Render the lines below as a JSON array of strings, with one string per line and any blank lines omitted.

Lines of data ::
-.-.-

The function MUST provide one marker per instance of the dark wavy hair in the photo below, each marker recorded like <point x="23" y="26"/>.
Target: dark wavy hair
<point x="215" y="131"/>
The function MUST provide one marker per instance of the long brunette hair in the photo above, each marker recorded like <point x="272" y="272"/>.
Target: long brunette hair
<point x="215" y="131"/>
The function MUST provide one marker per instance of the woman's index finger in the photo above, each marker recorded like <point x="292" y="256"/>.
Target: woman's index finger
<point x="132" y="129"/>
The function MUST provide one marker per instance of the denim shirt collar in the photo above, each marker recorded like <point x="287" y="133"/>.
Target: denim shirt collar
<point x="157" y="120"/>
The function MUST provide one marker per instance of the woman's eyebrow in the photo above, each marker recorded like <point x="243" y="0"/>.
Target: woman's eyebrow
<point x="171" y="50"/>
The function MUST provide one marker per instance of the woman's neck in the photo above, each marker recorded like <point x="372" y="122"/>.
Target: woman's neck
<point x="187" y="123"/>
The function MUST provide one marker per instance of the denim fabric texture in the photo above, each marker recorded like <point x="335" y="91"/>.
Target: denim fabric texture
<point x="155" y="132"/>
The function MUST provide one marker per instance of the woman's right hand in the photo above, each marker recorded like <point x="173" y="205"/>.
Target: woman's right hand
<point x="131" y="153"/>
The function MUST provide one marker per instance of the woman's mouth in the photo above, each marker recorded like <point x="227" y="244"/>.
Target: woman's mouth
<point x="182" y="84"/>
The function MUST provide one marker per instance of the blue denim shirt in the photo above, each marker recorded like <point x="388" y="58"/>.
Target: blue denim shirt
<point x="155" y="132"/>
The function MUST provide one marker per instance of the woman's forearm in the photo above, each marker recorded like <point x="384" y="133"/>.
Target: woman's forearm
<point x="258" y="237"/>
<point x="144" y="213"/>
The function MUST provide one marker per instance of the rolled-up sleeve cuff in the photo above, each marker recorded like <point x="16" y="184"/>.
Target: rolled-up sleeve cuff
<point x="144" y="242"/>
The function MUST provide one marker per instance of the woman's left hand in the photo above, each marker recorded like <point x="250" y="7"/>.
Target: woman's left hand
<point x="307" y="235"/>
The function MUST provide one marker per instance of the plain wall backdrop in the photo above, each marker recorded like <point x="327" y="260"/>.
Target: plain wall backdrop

-.-.-

Complete response ::
[
  "The function MUST provide one marker per instance of the dark wavy hair in the photo below, each marker recorded like <point x=\"23\" y=\"26\"/>.",
  "Target: dark wavy hair",
  "<point x=\"215\" y=\"131\"/>",
  "The function MUST provide one marker per instance of the long brunette hair in the photo above, each marker recorded like <point x=\"272\" y=\"272\"/>.",
  "Target: long brunette hair",
  "<point x=\"215\" y=\"131\"/>",
  "The function MUST provide one marker per instance of the woman's index finger in the photo above, each marker recorded like <point x=\"292\" y=\"256\"/>.",
  "Target: woman's index finger",
  "<point x=\"132\" y=\"129\"/>",
  "The function MUST provide one marker per instance of the denim shirt collar in the photo above, each marker recorded like <point x=\"287\" y=\"133\"/>.",
  "Target: denim shirt collar",
  "<point x=\"157\" y=\"120\"/>",
  "The function MUST provide one marker per instance of the woman's eyebrow in the photo above, each marker recorded like <point x=\"243\" y=\"0\"/>.",
  "Target: woman's eyebrow",
  "<point x=\"171\" y=\"50\"/>",
  "The function MUST provide one marker per instance of the woman's neck in the photo above, each marker recorded like <point x=\"372\" y=\"122\"/>.",
  "Target: woman's neck",
  "<point x=\"187\" y=\"123\"/>",
  "The function MUST provide one marker per instance of the denim fabric texture in the photo above, each marker recorded like <point x=\"335\" y=\"91\"/>.",
  "Target: denim fabric texture",
  "<point x=\"155\" y=\"132\"/>",
  "The function MUST provide one marker per instance of the woman's right hand in the photo above, each marker recorded like <point x=\"173\" y=\"205\"/>.",
  "Target: woman's right hand",
  "<point x=\"131\" y=\"153\"/>",
  "The function MUST provide one marker per instance of the woman's mouth in the photo above, each marker recorded like <point x=\"227\" y=\"244\"/>.",
  "Target: woman's mouth",
  "<point x=\"182\" y=\"84\"/>",
  "The function MUST provide one marker per instance of the blue denim shirt in the photo above, each marker recorded like <point x=\"388\" y=\"58\"/>.",
  "Target: blue denim shirt",
  "<point x=\"155\" y=\"132\"/>",
  "The function MUST provide one marker per instance of the woman's forearm in the photo above, each marker recorded like <point x=\"384\" y=\"133\"/>.",
  "Target: woman's forearm",
  "<point x=\"258\" y=\"237\"/>",
  "<point x=\"144\" y=\"213\"/>",
  "The function MUST provide one marker per instance of the rolled-up sleeve cuff in the photo above, each marker recorded like <point x=\"16\" y=\"184\"/>.",
  "Target: rolled-up sleeve cuff",
  "<point x=\"144\" y=\"242\"/>",
  "The function MUST provide one marker per instance of the woman's left hand in the photo above, each marker recorded like <point x=\"250\" y=\"7\"/>.",
  "Target: woman's left hand",
  "<point x=\"307\" y=\"235\"/>",
  "The function MUST provide one marker per instance of the plain wall backdrop in the photo above, each marker recorded like <point x=\"327\" y=\"260\"/>.",
  "Target: plain wall backdrop"
]